Westfield executives’ morning coffee run is likely skipping Starbucks after the shopping mall operator filed a federal lawsuit against the coffee chain Tuesday.
The $5.2 million suit alleges that Starbucks tried to break its lease at the World Trade Center Mall seven years ahead of schedule, according to Crain’s. The lease has since been revoked by Westfield.
Westfield claims that Starbucks agreed to open in 2016 and operate throughout its lease, but remained shuttered when the mall reopened after a six-month pandemic shutdown.
Starbucks then tried to terminate the lease in March, claiming it could do so under the lease because its annual revenue fell below $2.5 million. Westfield contends the provision is only enforceable if the store is operating.

__Task 1__: How would you render this sentence from the report on Westfield's lawsuit against Starbucks in Spanish: "The lease has since been revoked by Westfield."
__Task 2__: Can you carry the report on Westfield's lawsuit against Starbucks forward from its final sentence?

Referring expression grounding data:
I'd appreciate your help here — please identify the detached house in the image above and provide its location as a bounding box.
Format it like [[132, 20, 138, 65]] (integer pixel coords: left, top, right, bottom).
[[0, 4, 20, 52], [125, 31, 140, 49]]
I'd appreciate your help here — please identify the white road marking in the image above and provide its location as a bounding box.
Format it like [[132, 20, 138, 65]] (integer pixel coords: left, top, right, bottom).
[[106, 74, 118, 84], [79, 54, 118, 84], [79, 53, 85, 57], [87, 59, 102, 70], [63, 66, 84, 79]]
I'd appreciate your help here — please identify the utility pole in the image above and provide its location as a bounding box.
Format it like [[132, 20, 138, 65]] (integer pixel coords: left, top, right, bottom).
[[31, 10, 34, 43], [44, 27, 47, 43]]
==
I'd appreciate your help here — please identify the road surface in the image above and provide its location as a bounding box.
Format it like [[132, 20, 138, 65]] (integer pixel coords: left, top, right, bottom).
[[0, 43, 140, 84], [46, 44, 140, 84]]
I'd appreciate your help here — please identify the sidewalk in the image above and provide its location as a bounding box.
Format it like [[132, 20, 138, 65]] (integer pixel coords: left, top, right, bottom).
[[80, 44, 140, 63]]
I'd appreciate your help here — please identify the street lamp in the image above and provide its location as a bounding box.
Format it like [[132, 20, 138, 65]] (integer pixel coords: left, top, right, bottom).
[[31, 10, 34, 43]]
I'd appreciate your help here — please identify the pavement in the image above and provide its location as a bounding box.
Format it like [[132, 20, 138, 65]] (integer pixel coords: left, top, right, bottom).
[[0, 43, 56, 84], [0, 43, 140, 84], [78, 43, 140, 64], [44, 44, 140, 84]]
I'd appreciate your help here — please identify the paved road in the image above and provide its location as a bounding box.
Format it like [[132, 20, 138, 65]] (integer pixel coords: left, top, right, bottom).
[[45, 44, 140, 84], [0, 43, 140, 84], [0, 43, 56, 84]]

__Exercise result 1__: Desde entonces, Westfield ha revocado el contrato de arrendamiento.

__Exercise result 2__:
This is not the first dispute between Starbucks and Westfield at the World Trade Center Mall. In January, Starbucks was the party that sued, claiming its landlord has not prepared a separate space Starbucks agreed to operate within the mall back in 2012. No rent is being charged at that location and the case remains active in federal court.
This is also not the first abandonment dispute for Westfield at the mall. Three months ago, Westfield sued Victoria’s Secret for more than $32 million, claiming the retailer stopped paying rent and wrongfully abandoned its store. Victoria’s Secret claimed that it terminated the lease at the beginning of the year because co-tenancy requirements were not being met.